- Texto de leitura
• • • • • • •

O filósofo francês Michel Serres, uma das figuras mais conhecidas e respeitadas do meio intelectual do seu país, morreu no passado sábado, aos 88 anos. “Morreu pacificamente, às sete horas da tarde, rodeado pela família”, disse à AFP fonte da sua casa editora em França, Le Pommier.

Michel Serres publicou oito dezenas de livros e ensaios ao longo de uma carreira também longa, em que ajudou a enquadrar filosoficamente temas que hoje, mais do que nunca, estão na ordem do dia, como a ecologia e a educação. “Michel Serres é um desses filósofos que nos ofereceram um pensamento ecologista”, disse ao jornal Libération o ex-deputado europeu pelo partido ecologista francês Alain Lipietz, referindo-se à importância que o pensamento e a obra do autor de Le Contrat Naturel teve no caucionamento das questões que a partir dos anos 70 foram sendo levantadas neste domínio pelas ciências.

• • • • • • •

- Dados fornecidos
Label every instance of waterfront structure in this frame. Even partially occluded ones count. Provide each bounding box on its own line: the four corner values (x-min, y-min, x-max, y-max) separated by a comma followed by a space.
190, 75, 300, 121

• • • • • • •

- Requisitos das tarefas
1. Segundo o texto sobre Michel Serres, que idade tinha o filósofo quando morreu?
2. Prossiga o texto sobre a morte de Michel Serres a partir do ponto em que este termina.
As linhas apresentadas provêm de uma fonte distinta da do texto.

- Conjunto de respostas
1. Tinha 88 anos.

2.
Optimismo, marca de vida

Professor, escritor, historiador das ciências e membro da Academia Francesa desde 1990, Michel Serres “era a figura do intelectual apreciado pelo grande público, com as suas reflexões marcadas pelo optimismo sobre temas como a educação e a ecologia”, escreve o jornal Le Figaro. No seu livro mais recente, publicado em França no passado mês de Fevereiro, Morales Espiègles (traduzível por Morais Travessas), avança esta definição de cultura: “É aquilo que permite ao homem culto não esmagar ninguém sob o peso da sua cultura”.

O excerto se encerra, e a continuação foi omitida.